Exercise prompt: Can you arrange the rows below as a Markdown table with the columns No. and Line, starting at the line that contains "Please help the AR headset anchor on the wooden" and ending at the last line of the rows, both included? Number each line in No., put the line itself in Line, and leave out blank lines.

Record excerpts:
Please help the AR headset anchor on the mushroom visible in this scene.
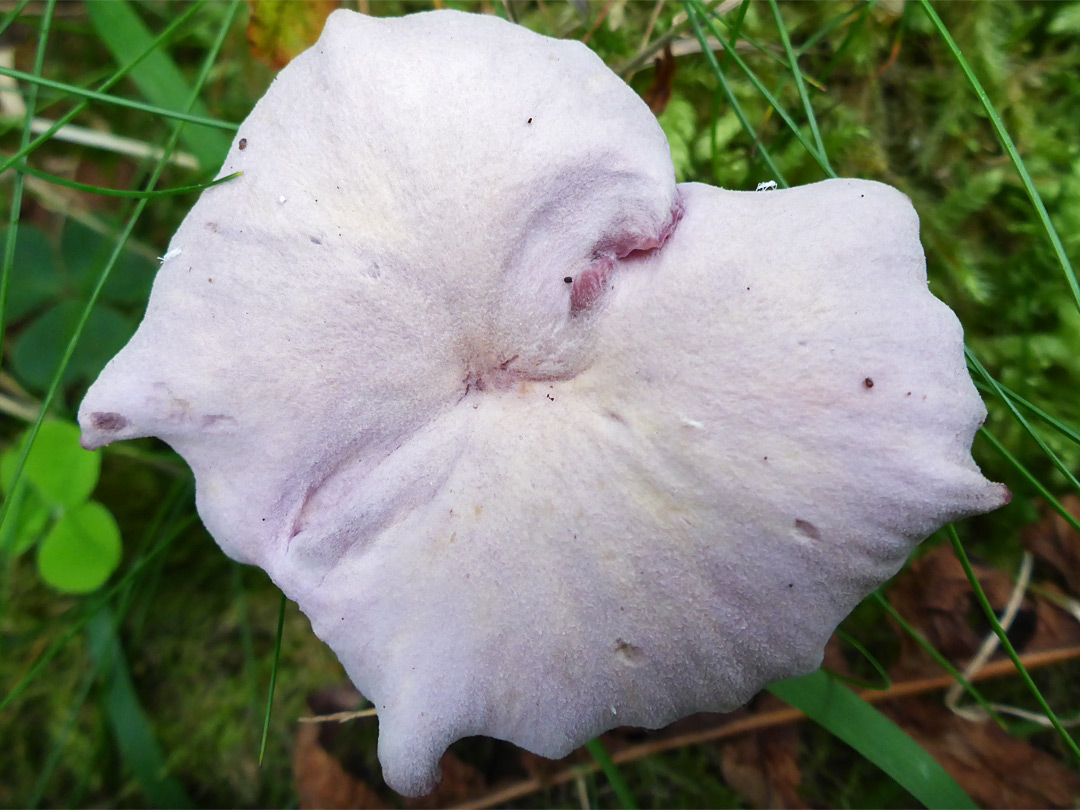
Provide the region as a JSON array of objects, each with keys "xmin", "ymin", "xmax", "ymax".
[{"xmin": 79, "ymin": 11, "xmax": 1009, "ymax": 795}]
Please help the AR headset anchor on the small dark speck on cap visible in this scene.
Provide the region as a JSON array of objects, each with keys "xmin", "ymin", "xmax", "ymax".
[{"xmin": 90, "ymin": 411, "xmax": 127, "ymax": 433}]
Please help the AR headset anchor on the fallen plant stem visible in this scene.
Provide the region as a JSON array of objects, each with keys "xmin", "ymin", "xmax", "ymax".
[{"xmin": 456, "ymin": 646, "xmax": 1080, "ymax": 810}]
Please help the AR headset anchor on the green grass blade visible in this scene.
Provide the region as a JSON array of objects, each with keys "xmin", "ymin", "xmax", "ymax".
[
  {"xmin": 978, "ymin": 428, "xmax": 1080, "ymax": 540},
  {"xmin": 26, "ymin": 660, "xmax": 98, "ymax": 810},
  {"xmin": 0, "ymin": 0, "xmax": 56, "ymax": 380},
  {"xmin": 86, "ymin": 606, "xmax": 194, "ymax": 808},
  {"xmin": 769, "ymin": 670, "xmax": 975, "ymax": 808},
  {"xmin": 975, "ymin": 380, "xmax": 1080, "ymax": 444},
  {"xmin": 0, "ymin": 67, "xmax": 240, "ymax": 132},
  {"xmin": 825, "ymin": 627, "xmax": 892, "ymax": 692},
  {"xmin": 687, "ymin": 0, "xmax": 836, "ymax": 177},
  {"xmin": 18, "ymin": 166, "xmax": 241, "ymax": 200},
  {"xmin": 0, "ymin": 2, "xmax": 239, "ymax": 552},
  {"xmin": 946, "ymin": 525, "xmax": 1080, "ymax": 760},
  {"xmin": 963, "ymin": 347, "xmax": 1080, "ymax": 492},
  {"xmin": 686, "ymin": 0, "xmax": 787, "ymax": 188},
  {"xmin": 0, "ymin": 515, "xmax": 199, "ymax": 712},
  {"xmin": 0, "ymin": 0, "xmax": 30, "ymax": 35},
  {"xmin": 919, "ymin": 0, "xmax": 1080, "ymax": 310},
  {"xmin": 86, "ymin": 0, "xmax": 229, "ymax": 170},
  {"xmin": 259, "ymin": 594, "xmax": 287, "ymax": 768},
  {"xmin": 872, "ymin": 589, "xmax": 1004, "ymax": 726},
  {"xmin": 769, "ymin": 0, "xmax": 836, "ymax": 177},
  {"xmin": 585, "ymin": 739, "xmax": 638, "ymax": 810},
  {"xmin": 0, "ymin": 0, "xmax": 206, "ymax": 174}
]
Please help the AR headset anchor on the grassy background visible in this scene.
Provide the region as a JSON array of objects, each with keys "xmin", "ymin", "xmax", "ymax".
[{"xmin": 0, "ymin": 0, "xmax": 1080, "ymax": 807}]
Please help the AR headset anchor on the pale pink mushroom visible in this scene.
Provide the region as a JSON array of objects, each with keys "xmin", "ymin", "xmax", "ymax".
[{"xmin": 79, "ymin": 11, "xmax": 1008, "ymax": 794}]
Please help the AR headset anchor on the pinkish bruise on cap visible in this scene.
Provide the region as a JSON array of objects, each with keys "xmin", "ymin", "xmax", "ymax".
[{"xmin": 79, "ymin": 11, "xmax": 1008, "ymax": 795}]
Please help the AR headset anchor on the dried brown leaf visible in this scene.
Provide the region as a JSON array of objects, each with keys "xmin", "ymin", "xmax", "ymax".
[
  {"xmin": 720, "ymin": 696, "xmax": 806, "ymax": 808},
  {"xmin": 293, "ymin": 724, "xmax": 389, "ymax": 810},
  {"xmin": 886, "ymin": 700, "xmax": 1080, "ymax": 808},
  {"xmin": 1023, "ymin": 495, "xmax": 1080, "ymax": 596}
]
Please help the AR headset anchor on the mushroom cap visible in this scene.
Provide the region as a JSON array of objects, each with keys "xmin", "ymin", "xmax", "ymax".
[{"xmin": 80, "ymin": 12, "xmax": 1008, "ymax": 795}]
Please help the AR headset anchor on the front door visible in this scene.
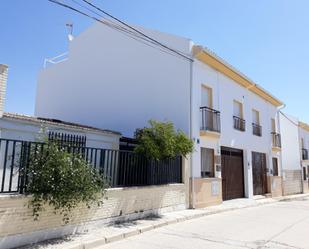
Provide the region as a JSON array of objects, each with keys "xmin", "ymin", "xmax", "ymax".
[
  {"xmin": 221, "ymin": 147, "xmax": 244, "ymax": 200},
  {"xmin": 252, "ymin": 152, "xmax": 267, "ymax": 195}
]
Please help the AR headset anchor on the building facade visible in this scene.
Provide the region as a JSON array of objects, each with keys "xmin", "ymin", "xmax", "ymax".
[{"xmin": 35, "ymin": 24, "xmax": 283, "ymax": 208}]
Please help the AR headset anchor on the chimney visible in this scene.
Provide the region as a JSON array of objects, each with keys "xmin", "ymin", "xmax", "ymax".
[{"xmin": 0, "ymin": 64, "xmax": 8, "ymax": 118}]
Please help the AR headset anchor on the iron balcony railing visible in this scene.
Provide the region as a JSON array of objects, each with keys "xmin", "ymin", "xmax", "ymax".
[
  {"xmin": 200, "ymin": 106, "xmax": 221, "ymax": 133},
  {"xmin": 271, "ymin": 132, "xmax": 281, "ymax": 148},
  {"xmin": 302, "ymin": 148, "xmax": 309, "ymax": 160},
  {"xmin": 252, "ymin": 123, "xmax": 262, "ymax": 137},
  {"xmin": 0, "ymin": 139, "xmax": 182, "ymax": 193},
  {"xmin": 233, "ymin": 116, "xmax": 246, "ymax": 131}
]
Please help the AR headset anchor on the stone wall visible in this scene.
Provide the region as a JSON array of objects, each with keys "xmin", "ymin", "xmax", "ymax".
[
  {"xmin": 282, "ymin": 170, "xmax": 303, "ymax": 195},
  {"xmin": 0, "ymin": 184, "xmax": 186, "ymax": 248}
]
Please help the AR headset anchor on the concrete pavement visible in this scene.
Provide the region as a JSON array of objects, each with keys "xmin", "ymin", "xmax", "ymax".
[{"xmin": 98, "ymin": 199, "xmax": 309, "ymax": 249}]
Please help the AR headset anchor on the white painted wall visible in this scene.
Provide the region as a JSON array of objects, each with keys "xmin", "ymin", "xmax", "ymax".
[
  {"xmin": 0, "ymin": 118, "xmax": 120, "ymax": 149},
  {"xmin": 279, "ymin": 114, "xmax": 301, "ymax": 170},
  {"xmin": 35, "ymin": 24, "xmax": 280, "ymax": 196},
  {"xmin": 35, "ymin": 24, "xmax": 190, "ymax": 136},
  {"xmin": 193, "ymin": 61, "xmax": 280, "ymax": 197}
]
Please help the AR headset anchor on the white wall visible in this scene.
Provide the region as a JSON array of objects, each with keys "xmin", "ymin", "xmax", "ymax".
[
  {"xmin": 279, "ymin": 114, "xmax": 301, "ymax": 170},
  {"xmin": 193, "ymin": 61, "xmax": 280, "ymax": 196},
  {"xmin": 35, "ymin": 24, "xmax": 190, "ymax": 136}
]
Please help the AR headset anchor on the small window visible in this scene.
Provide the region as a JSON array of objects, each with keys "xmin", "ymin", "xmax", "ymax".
[
  {"xmin": 234, "ymin": 100, "xmax": 243, "ymax": 118},
  {"xmin": 201, "ymin": 148, "xmax": 215, "ymax": 177},
  {"xmin": 252, "ymin": 109, "xmax": 260, "ymax": 125},
  {"xmin": 273, "ymin": 157, "xmax": 279, "ymax": 176},
  {"xmin": 201, "ymin": 85, "xmax": 212, "ymax": 108},
  {"xmin": 271, "ymin": 118, "xmax": 277, "ymax": 133}
]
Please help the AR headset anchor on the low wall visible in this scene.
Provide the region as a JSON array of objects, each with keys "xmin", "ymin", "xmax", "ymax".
[
  {"xmin": 0, "ymin": 184, "xmax": 185, "ymax": 249},
  {"xmin": 190, "ymin": 178, "xmax": 222, "ymax": 208},
  {"xmin": 282, "ymin": 170, "xmax": 303, "ymax": 195},
  {"xmin": 303, "ymin": 180, "xmax": 309, "ymax": 194},
  {"xmin": 267, "ymin": 176, "xmax": 282, "ymax": 197}
]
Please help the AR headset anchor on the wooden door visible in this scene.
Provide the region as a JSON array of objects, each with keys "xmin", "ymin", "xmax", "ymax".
[
  {"xmin": 252, "ymin": 152, "xmax": 267, "ymax": 195},
  {"xmin": 221, "ymin": 147, "xmax": 244, "ymax": 200}
]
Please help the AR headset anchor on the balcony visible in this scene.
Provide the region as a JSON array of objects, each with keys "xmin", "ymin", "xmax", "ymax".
[
  {"xmin": 252, "ymin": 123, "xmax": 262, "ymax": 137},
  {"xmin": 302, "ymin": 148, "xmax": 309, "ymax": 161},
  {"xmin": 233, "ymin": 116, "xmax": 246, "ymax": 131},
  {"xmin": 200, "ymin": 106, "xmax": 221, "ymax": 133},
  {"xmin": 271, "ymin": 132, "xmax": 281, "ymax": 149}
]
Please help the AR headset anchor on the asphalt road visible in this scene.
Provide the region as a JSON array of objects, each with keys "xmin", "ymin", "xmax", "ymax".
[{"xmin": 100, "ymin": 199, "xmax": 309, "ymax": 249}]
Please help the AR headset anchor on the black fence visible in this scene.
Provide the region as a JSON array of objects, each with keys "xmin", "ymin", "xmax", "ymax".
[
  {"xmin": 200, "ymin": 106, "xmax": 221, "ymax": 133},
  {"xmin": 0, "ymin": 139, "xmax": 182, "ymax": 193}
]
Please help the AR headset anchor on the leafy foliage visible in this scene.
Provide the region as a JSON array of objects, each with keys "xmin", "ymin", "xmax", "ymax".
[
  {"xmin": 26, "ymin": 142, "xmax": 107, "ymax": 223},
  {"xmin": 135, "ymin": 120, "xmax": 193, "ymax": 160}
]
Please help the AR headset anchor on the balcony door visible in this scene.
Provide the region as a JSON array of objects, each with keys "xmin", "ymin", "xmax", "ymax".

Solution:
| No. | Line |
|---|---|
| 1 | Please help the AR headset anchor on the wooden door visible in this scene. |
| 2 | Provide the region as a JSON array of objects, each with keys "xmin", "ymin", "xmax", "ymax". |
| 3 | [ |
| 4 |   {"xmin": 252, "ymin": 152, "xmax": 267, "ymax": 195}, |
| 5 |   {"xmin": 221, "ymin": 147, "xmax": 244, "ymax": 200} |
| 6 | ] |
| 7 | Please help the AR headset anchor on the balcony visible in this scene. |
| 8 | Provide the region as a JSON array of objects, each with keys "xmin", "ymin", "xmax", "ymax". |
| 9 | [ |
| 10 |   {"xmin": 252, "ymin": 123, "xmax": 262, "ymax": 137}, |
| 11 |   {"xmin": 302, "ymin": 148, "xmax": 309, "ymax": 161}, |
| 12 |   {"xmin": 233, "ymin": 116, "xmax": 246, "ymax": 131}, |
| 13 |   {"xmin": 200, "ymin": 106, "xmax": 221, "ymax": 133}, |
| 14 |   {"xmin": 271, "ymin": 132, "xmax": 281, "ymax": 149} |
| 15 | ] |
| 16 | Please help the AR headset anchor on the asphalt road visible in this scene. |
| 17 | Provide the region as a JSON array of objects, each with keys "xmin", "ymin", "xmax", "ymax". |
| 18 | [{"xmin": 100, "ymin": 199, "xmax": 309, "ymax": 249}] |
| 19 | Please help the AR headset anchor on the black fence visible in this scene. |
| 20 | Provide the region as a JSON array of objects, each with keys "xmin", "ymin", "xmax", "ymax". |
| 21 | [ |
| 22 |   {"xmin": 200, "ymin": 106, "xmax": 221, "ymax": 133}, |
| 23 |   {"xmin": 0, "ymin": 139, "xmax": 182, "ymax": 193} |
| 24 | ] |
| 25 | Please help the AR headset anchor on the leafy foliage visible in this scene. |
| 26 | Provide the region as a JSON array of objects, each with keys "xmin", "ymin", "xmax", "ymax". |
| 27 | [ |
| 28 |   {"xmin": 26, "ymin": 142, "xmax": 107, "ymax": 223}, |
| 29 |   {"xmin": 135, "ymin": 120, "xmax": 193, "ymax": 160} |
| 30 | ] |
| 31 | Please help the AR headset anchor on the balcony door visible in this scene. |
| 32 | Provide the region as a JSON array of objects, each with keys "xmin", "ymin", "xmax", "ymax". |